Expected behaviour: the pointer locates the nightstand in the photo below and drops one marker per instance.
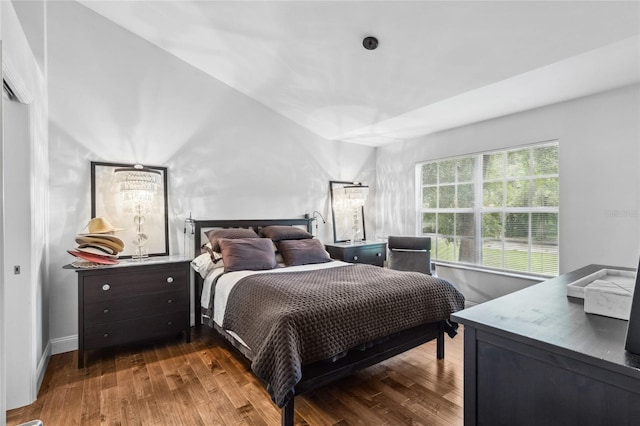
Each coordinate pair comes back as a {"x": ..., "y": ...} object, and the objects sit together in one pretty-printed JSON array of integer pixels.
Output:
[
  {"x": 373, "y": 253},
  {"x": 132, "y": 301}
]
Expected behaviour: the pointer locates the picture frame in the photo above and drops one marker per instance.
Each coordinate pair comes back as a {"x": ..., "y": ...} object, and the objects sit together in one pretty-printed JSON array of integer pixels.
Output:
[
  {"x": 345, "y": 218},
  {"x": 106, "y": 201}
]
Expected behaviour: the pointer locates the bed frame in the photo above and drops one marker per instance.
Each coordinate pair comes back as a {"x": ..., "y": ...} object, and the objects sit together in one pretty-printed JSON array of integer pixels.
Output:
[{"x": 318, "y": 374}]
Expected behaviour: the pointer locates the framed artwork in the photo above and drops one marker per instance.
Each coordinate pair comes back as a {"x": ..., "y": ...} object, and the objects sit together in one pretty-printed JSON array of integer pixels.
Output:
[
  {"x": 133, "y": 198},
  {"x": 348, "y": 217}
]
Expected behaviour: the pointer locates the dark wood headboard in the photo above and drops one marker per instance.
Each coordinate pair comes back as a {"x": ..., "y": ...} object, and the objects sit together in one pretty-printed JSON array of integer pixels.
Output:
[{"x": 256, "y": 224}]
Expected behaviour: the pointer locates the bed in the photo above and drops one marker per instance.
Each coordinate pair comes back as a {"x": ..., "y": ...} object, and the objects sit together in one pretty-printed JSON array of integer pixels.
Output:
[{"x": 302, "y": 319}]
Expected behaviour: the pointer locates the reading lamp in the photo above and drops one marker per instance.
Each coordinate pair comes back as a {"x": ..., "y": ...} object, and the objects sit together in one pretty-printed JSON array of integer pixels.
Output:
[{"x": 138, "y": 186}]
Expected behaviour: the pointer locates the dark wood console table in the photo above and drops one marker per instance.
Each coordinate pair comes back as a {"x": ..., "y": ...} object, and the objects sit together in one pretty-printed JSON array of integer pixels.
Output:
[{"x": 534, "y": 357}]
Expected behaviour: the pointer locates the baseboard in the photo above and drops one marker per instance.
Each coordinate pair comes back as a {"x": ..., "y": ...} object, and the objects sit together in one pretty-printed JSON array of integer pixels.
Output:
[{"x": 64, "y": 344}]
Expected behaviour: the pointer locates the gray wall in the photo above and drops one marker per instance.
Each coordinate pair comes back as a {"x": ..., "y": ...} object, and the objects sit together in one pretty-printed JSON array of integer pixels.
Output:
[
  {"x": 599, "y": 176},
  {"x": 117, "y": 98}
]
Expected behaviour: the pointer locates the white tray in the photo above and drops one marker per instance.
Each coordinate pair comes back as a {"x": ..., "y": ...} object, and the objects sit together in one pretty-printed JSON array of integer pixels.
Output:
[{"x": 576, "y": 288}]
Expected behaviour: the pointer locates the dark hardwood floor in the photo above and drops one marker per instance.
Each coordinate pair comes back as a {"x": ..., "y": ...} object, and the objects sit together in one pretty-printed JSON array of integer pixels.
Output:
[{"x": 206, "y": 383}]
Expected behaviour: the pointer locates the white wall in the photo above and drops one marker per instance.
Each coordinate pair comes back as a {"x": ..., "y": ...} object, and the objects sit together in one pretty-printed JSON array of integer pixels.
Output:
[
  {"x": 25, "y": 180},
  {"x": 117, "y": 98},
  {"x": 599, "y": 173}
]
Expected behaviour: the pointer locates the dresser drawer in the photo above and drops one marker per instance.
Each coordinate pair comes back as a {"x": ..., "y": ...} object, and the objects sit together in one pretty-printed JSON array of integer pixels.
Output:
[
  {"x": 131, "y": 330},
  {"x": 116, "y": 309},
  {"x": 123, "y": 284},
  {"x": 133, "y": 301}
]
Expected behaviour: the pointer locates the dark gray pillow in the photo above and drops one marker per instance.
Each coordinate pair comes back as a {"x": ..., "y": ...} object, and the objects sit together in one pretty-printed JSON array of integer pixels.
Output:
[
  {"x": 230, "y": 233},
  {"x": 247, "y": 254},
  {"x": 303, "y": 252},
  {"x": 284, "y": 232}
]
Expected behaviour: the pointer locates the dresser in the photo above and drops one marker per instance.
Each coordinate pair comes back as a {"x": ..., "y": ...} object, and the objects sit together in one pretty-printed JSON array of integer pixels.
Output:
[
  {"x": 132, "y": 301},
  {"x": 373, "y": 253},
  {"x": 534, "y": 357}
]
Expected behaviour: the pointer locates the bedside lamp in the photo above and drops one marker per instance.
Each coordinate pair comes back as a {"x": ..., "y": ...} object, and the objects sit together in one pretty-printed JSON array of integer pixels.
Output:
[{"x": 137, "y": 186}]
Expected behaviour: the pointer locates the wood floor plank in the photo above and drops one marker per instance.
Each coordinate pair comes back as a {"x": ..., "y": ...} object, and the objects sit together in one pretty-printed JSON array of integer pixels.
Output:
[{"x": 173, "y": 383}]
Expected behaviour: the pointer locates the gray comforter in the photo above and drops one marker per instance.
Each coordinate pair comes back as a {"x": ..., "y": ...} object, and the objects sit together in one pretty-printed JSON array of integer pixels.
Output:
[{"x": 292, "y": 319}]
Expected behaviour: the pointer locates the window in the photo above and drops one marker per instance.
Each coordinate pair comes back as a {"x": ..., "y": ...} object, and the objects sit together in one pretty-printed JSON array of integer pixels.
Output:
[{"x": 496, "y": 209}]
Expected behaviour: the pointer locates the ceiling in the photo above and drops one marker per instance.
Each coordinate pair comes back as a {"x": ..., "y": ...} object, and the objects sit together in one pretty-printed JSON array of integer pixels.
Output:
[{"x": 439, "y": 64}]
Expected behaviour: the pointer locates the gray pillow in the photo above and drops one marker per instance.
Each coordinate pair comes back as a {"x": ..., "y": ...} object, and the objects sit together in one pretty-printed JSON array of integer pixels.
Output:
[
  {"x": 247, "y": 254},
  {"x": 231, "y": 233},
  {"x": 303, "y": 252},
  {"x": 284, "y": 232}
]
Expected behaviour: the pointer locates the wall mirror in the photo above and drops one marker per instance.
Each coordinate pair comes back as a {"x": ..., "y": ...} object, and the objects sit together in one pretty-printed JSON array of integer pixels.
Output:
[
  {"x": 134, "y": 199},
  {"x": 347, "y": 210}
]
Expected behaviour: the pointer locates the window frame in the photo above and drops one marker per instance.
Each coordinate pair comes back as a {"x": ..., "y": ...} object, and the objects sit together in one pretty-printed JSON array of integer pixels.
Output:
[{"x": 479, "y": 209}]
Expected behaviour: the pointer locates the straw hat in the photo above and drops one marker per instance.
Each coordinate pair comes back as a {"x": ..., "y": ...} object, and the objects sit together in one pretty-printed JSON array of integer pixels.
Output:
[
  {"x": 93, "y": 258},
  {"x": 102, "y": 239},
  {"x": 100, "y": 225}
]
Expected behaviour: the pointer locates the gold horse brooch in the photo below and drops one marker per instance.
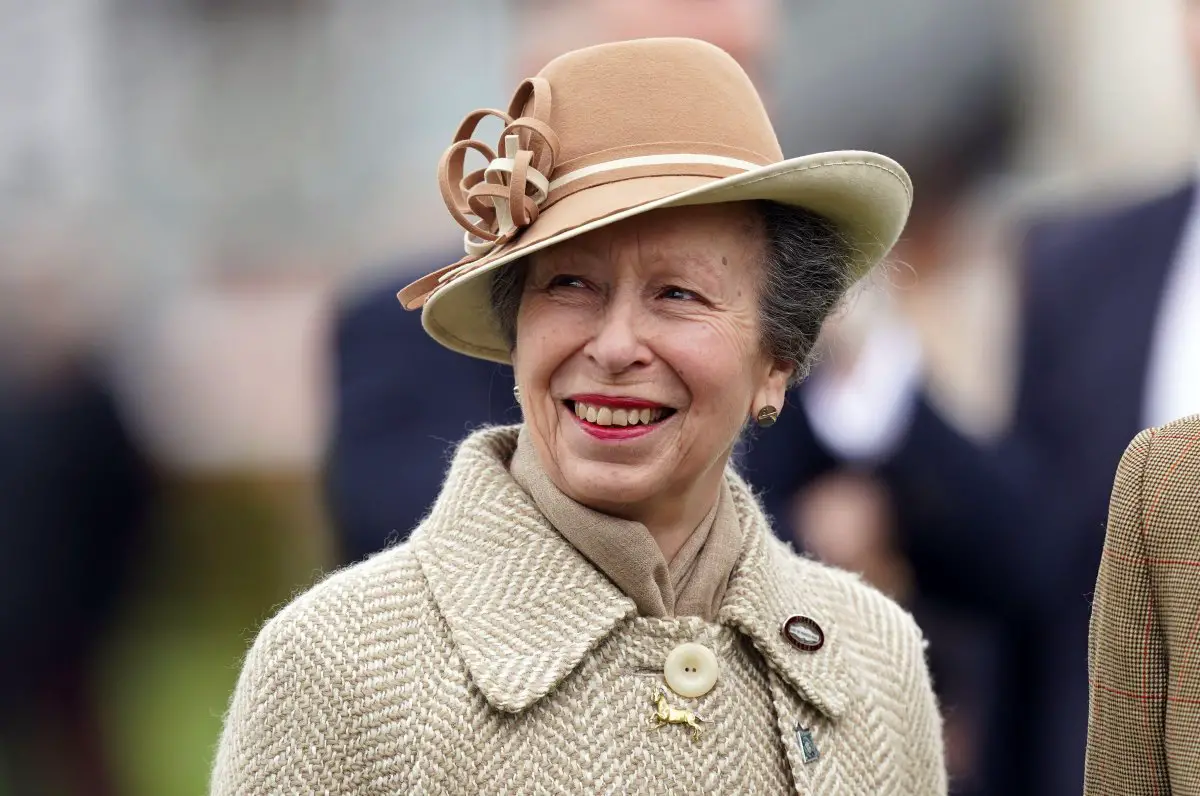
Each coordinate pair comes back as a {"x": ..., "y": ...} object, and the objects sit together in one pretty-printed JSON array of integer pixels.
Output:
[{"x": 666, "y": 714}]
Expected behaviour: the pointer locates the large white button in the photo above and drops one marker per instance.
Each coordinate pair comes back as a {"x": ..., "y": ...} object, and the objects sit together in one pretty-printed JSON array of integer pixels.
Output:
[{"x": 691, "y": 670}]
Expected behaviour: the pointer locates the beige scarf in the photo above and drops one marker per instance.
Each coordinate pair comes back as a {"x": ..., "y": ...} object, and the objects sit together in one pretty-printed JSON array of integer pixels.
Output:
[{"x": 693, "y": 584}]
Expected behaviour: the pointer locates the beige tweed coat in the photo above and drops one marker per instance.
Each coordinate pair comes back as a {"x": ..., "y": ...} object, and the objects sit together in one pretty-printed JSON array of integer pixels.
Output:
[
  {"x": 1144, "y": 651},
  {"x": 487, "y": 656}
]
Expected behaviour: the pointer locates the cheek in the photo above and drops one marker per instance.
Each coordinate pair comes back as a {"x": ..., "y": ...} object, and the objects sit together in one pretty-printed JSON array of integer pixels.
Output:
[
  {"x": 715, "y": 361},
  {"x": 546, "y": 335}
]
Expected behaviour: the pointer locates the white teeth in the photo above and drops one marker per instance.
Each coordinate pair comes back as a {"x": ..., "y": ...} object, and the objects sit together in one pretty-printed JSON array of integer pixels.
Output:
[{"x": 606, "y": 416}]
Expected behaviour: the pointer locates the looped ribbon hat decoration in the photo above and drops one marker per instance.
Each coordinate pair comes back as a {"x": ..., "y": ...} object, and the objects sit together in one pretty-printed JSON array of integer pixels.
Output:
[
  {"x": 507, "y": 195},
  {"x": 634, "y": 126}
]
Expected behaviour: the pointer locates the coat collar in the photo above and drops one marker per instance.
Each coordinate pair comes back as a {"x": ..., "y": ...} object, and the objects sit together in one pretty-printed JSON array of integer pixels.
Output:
[{"x": 525, "y": 608}]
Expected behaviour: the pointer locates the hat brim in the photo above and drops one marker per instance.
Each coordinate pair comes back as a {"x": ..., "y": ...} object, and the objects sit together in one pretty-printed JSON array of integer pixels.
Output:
[{"x": 867, "y": 196}]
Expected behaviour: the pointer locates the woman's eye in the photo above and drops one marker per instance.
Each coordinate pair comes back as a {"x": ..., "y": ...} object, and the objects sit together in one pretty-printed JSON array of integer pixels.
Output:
[
  {"x": 567, "y": 280},
  {"x": 678, "y": 294}
]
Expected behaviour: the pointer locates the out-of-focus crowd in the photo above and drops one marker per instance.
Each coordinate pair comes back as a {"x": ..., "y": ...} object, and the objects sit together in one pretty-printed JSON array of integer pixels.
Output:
[{"x": 209, "y": 394}]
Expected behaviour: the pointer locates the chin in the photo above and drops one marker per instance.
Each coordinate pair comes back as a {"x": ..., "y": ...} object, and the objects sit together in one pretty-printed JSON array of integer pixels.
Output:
[{"x": 599, "y": 484}]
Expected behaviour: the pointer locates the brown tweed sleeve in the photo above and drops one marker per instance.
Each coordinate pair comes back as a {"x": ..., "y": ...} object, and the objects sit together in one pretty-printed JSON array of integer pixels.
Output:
[{"x": 1127, "y": 671}]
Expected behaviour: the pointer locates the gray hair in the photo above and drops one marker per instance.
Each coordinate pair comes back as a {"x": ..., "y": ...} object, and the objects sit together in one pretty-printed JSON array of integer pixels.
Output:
[{"x": 807, "y": 270}]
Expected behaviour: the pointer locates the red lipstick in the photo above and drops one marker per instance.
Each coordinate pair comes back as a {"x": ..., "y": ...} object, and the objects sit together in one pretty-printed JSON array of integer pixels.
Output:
[{"x": 616, "y": 402}]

### To do
Copy the lines word for word, starting with the one that contains "Expected behaviour: the pointer locates the hat" and continuing through the last line, both included.

### The answer
Expected behaviour: the pointer locates the hat brim in the photo above and drops one marker per instance.
Each coordinate pair comes back as a {"x": ..., "y": ...} object, and the objects sit together in one pretty-printed JSON array of integer pixels.
Output:
[{"x": 867, "y": 196}]
Expected behaviour: the pointer locates the woman's eye in the photo above and drops one marker per instance.
Each coordinate pair comes back as a {"x": ..., "y": ...} object, and the objects sit together in one pretty-printed JSON array of integer pixels.
Output:
[
  {"x": 567, "y": 280},
  {"x": 678, "y": 294}
]
Expected behaviour: the pointer locates the out-of-focus crowd in the photo above and drops one marker per instance.
Each coordinate pair comes back as a {"x": ..., "y": ...} object, and the objects sit together in one pretty-printed JSON array of integer pixels.
Output:
[{"x": 209, "y": 394}]
Expected behaviour: the pointer locates the chin in the photo above and drops one marker per instance.
Each coordinate pair comes back as a {"x": ..., "y": ...} object, and the objects sit together in one pretty-printed JSON array of integer pixels.
Output:
[{"x": 599, "y": 484}]
Expected behaviour: the pointer locates the brown tweed sleeve in the photo above and drops one marker per instance.
Each coordinate pair comes back as a {"x": ..., "y": ...} object, and the objects sit together in one pretty-printed JSON array of integer pixels.
Output:
[{"x": 1127, "y": 671}]
Expected behaviour: the pointer locates the gray hair in the photo above and drops one marker per instance.
Each coordinate pair comes back as a {"x": ..., "y": ...} object, and the objects sit together in one pretty-printed JSON array of integer pixels.
Output:
[{"x": 807, "y": 270}]
Expected behaviour: the pointer locates the red lipstick in the photo above and drops one marker per instance.
Each coordinate pair comes back as a {"x": ..., "y": ...} object, and the objects sit together in one pretty-printed JSON array of integer pixels.
Output:
[{"x": 616, "y": 402}]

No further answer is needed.